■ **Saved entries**
··········
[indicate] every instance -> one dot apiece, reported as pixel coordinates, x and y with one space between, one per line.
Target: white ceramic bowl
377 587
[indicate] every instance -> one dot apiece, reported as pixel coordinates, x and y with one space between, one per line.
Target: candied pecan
··········
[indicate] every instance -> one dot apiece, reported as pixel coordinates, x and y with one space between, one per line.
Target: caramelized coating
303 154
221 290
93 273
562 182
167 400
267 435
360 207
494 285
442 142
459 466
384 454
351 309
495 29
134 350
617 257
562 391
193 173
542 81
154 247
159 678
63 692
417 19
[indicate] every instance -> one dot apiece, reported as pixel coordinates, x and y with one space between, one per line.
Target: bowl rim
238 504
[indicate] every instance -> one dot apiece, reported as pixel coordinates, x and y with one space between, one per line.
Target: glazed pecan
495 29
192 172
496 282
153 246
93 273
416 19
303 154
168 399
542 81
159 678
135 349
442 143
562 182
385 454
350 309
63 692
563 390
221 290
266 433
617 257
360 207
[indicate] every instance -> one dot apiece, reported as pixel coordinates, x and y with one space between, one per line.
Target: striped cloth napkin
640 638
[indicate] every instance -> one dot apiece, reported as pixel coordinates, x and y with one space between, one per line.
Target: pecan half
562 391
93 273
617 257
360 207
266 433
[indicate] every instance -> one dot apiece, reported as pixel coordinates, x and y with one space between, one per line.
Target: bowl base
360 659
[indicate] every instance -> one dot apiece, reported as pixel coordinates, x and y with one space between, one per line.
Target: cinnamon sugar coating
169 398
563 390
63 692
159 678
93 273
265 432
··········
■ **WHAT TO WORK ON**
What you return must be an exact retyping of the lines above starting at the line with "Target: white ceramic bowl" and ending at the line with "Target: candied pecan", and nothing besides.

■ **EXERCISE ANSWER**
Target: white ceramic bowl
377 587
[indicate] every instance -> one dot apiece, reported as pixel coordinates, x and y with one space between, one per line.
Target: candied pecan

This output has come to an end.